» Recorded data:
^^^^^^^^^^^^^^^^

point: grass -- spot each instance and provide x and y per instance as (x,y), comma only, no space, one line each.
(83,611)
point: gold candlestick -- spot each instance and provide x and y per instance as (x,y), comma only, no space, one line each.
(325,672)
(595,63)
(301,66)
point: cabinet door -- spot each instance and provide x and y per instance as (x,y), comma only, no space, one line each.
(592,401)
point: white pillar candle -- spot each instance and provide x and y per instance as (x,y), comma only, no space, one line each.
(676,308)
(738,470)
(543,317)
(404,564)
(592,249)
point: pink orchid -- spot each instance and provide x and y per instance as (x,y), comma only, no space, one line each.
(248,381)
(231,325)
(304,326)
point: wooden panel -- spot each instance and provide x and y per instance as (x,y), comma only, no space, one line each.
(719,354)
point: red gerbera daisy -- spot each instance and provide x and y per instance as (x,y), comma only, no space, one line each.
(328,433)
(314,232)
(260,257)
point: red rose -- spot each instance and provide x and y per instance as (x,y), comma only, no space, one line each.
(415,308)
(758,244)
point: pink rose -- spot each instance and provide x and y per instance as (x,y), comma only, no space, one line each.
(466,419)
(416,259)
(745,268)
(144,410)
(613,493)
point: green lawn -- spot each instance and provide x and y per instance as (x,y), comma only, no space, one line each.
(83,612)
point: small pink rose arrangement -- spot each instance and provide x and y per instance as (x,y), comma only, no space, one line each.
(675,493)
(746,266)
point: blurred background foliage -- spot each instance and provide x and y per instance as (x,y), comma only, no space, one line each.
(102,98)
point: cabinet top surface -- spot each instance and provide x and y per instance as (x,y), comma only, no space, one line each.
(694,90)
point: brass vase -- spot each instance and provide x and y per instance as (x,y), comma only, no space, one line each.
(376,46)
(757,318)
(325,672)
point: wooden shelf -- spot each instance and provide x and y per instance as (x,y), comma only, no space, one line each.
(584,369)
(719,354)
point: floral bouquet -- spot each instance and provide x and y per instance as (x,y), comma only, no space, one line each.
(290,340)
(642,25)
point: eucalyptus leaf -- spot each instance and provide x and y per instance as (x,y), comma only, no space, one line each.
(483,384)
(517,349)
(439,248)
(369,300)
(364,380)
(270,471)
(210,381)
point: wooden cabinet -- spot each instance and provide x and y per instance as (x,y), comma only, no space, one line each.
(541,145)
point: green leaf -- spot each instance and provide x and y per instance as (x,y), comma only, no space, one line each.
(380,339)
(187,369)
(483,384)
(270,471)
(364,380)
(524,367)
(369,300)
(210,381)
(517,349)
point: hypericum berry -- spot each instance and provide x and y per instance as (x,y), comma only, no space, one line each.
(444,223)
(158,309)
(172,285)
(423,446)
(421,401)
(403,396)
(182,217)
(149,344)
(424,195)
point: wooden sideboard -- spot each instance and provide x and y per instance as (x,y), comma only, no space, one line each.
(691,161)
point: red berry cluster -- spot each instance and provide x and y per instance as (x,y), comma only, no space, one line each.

^^^^^^^^^^^^^^^^

Extract each line of the material exactly as it stands.

point: grass -- spot each instance and provide x and y per instance as (x,y), comma only, no space, one line each.
(83,611)
point: gold candlestick -- spot each instance and provide x and y per instance as (x,y), comma only, no space, one line each.
(325,672)
(595,63)
(301,66)
point: cabinet door -- spot each instance and provide x and y per instance as (x,y), comma only, no space, one line each.
(592,401)
point: white pillar candle -- spot each instance and provide x and y per instance as (x,y), comma only, no space, one line each.
(676,308)
(738,470)
(543,317)
(404,564)
(592,249)
point: pink orchid -- spot each instance and provide x and y per instance as (x,y), comma only, no space, one line each.
(248,381)
(231,325)
(304,326)
point: wooden panel -- spot each instance and provide x and y per instance as (x,y), comma only, no space, one line each.
(719,354)
point: red gerbera daisy -- spot each instance and provide x and y per instance as (x,y), comma only, no space, one line each.
(328,433)
(314,232)
(260,257)
point: red rose -- spot each instance and provide x and y per instance as (x,y), comma only, no space, one line each.
(415,308)
(758,244)
point: pink rose -- spot each instance and provide x and y per instance as (x,y), comma only, no space, one line each.
(466,419)
(416,259)
(745,268)
(144,410)
(613,493)
point: green lawn -- spot each instance and provide x and y per instance as (x,y), comma only, no space, one line each.
(83,612)
point: small pink rose arrangement -- spot each instance and provide x and y per instance as (x,y), comma only, no space, one line each.
(675,493)
(746,266)
point: blurred background foliage -- spot each instance and provide x and y per instance as (x,y), comma only, no space, one line each.
(102,98)
point: cabinet top surface -- spot each instance and provide x and y per instance as (x,y), comma only, no space, one line each.
(694,90)
point: brass vase -- spot each instance and provide x and y per instance as (x,y), comma only, no space, one line each.
(376,46)
(757,318)
(325,672)
point: wooden shelf -- spot each instance and provide x and y per instance as (x,y), comma only, no space, one line each.
(584,369)
(719,354)
point: floral bouquet -- spot each instance and provide x and y per instance as (x,y), comma only, no space, one line each.
(290,340)
(642,25)
point: eucalyptus leaf -- spot each instance and provide x and y per instance as (x,y), comma only, no space, one line each.
(483,384)
(517,349)
(439,248)
(369,300)
(364,380)
(270,471)
(210,381)
point: wooden cabinet -- spot each instance and provide x and y per instance as (x,y), comma only, no space, one line each.
(541,145)
point: green leaf -- spot each instance and provide x and y per instance as (x,y), comma only, no space, one line each.
(380,339)
(187,369)
(483,384)
(270,471)
(364,380)
(524,367)
(369,300)
(210,381)
(517,349)
point: hypericum berry -- spot each instance and provide x and y per instance as (x,y), comma only, no space, one line each.
(444,223)
(158,309)
(172,285)
(423,446)
(421,401)
(403,396)
(182,217)
(149,344)
(424,195)
point: wooden sideboard -- spot each instance and provide x and y per instance as (x,y), comma only, no space, one line each.
(691,161)
point: red berry cluster -- spot each instance and provide x and y per instance as (x,y), comma only, no space, one line each.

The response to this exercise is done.